Assignment - If an entry holds a picture, leave the picture out and copy the rest of the listing exactly.

::: Supplied records

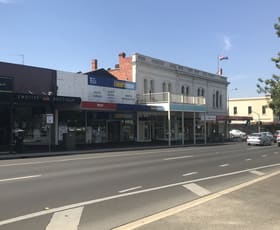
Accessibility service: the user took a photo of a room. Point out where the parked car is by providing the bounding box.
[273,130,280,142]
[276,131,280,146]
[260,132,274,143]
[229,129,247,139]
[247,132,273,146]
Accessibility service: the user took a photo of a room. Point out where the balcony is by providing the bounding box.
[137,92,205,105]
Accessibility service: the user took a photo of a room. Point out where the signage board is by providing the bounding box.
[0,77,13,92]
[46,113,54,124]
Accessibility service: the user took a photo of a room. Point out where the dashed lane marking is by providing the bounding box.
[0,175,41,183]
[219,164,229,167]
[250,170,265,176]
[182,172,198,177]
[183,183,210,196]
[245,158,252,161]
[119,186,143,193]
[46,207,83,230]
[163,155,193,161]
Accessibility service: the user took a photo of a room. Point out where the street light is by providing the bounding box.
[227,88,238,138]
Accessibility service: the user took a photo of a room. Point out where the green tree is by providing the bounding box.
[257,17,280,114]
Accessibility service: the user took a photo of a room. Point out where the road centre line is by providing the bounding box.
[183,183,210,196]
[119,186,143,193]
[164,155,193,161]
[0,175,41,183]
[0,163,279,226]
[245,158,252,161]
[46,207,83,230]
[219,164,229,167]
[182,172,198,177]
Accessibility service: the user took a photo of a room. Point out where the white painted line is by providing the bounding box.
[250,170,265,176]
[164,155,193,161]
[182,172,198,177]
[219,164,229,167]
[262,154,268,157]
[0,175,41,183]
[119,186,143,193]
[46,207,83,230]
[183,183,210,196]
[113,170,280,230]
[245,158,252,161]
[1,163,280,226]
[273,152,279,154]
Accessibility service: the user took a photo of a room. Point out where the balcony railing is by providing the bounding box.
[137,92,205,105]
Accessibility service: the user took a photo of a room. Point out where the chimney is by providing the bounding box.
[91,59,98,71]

::::::

Answer to this task -
Accessibility service: the user took a photo of a room. Point out where the parked car is by providing the bounding box.
[273,130,280,142]
[276,131,280,146]
[260,132,274,143]
[229,129,247,139]
[247,132,273,146]
Accessibility service: the user took a photo of a room. Point out where the balcony is by providing the bounding box.
[137,92,205,105]
Accessibility service: the user took a photo of a room. Point out where the signage board is by providing the bounding box.
[0,77,13,92]
[46,113,54,124]
Accessibility service: the user took a photo of a room. Point out where the dashed lane marking is by providing the bounding box.
[0,175,41,183]
[219,164,229,167]
[250,170,265,176]
[182,172,198,177]
[183,183,210,196]
[245,158,252,161]
[119,186,143,193]
[46,207,83,230]
[163,155,193,161]
Accessibility service: the user took a photo of a room. Point out where the street light is by providing the bounding box.
[227,88,238,138]
Accessibility service: the user took a photo of a room. Point out where the green tree is by providing the bounding box.
[257,17,280,114]
Accessibility service: the user took a photo of a room. Point out where the road centre line is by providing the bounding box.
[183,183,210,196]
[119,186,143,193]
[164,155,193,161]
[0,175,41,183]
[0,163,279,226]
[245,158,252,161]
[46,207,83,230]
[219,164,229,167]
[182,172,198,177]
Accessibility service: the user took a photo of a room. Point out where the white painted line is by providing the bounding box.
[250,170,265,176]
[164,155,193,161]
[182,172,198,177]
[219,164,229,167]
[262,154,268,157]
[0,175,41,183]
[119,186,143,193]
[46,207,83,230]
[183,183,210,196]
[113,170,280,230]
[245,158,252,161]
[1,163,280,226]
[273,152,279,154]
Accessibility service: the user took a photo of a room. Point out where the balcony railing is by providing the bounding box.
[137,92,205,105]
Accessibility service: the user took a photo of a room. Point out where the chimney is by providing the bounding box.
[91,59,98,71]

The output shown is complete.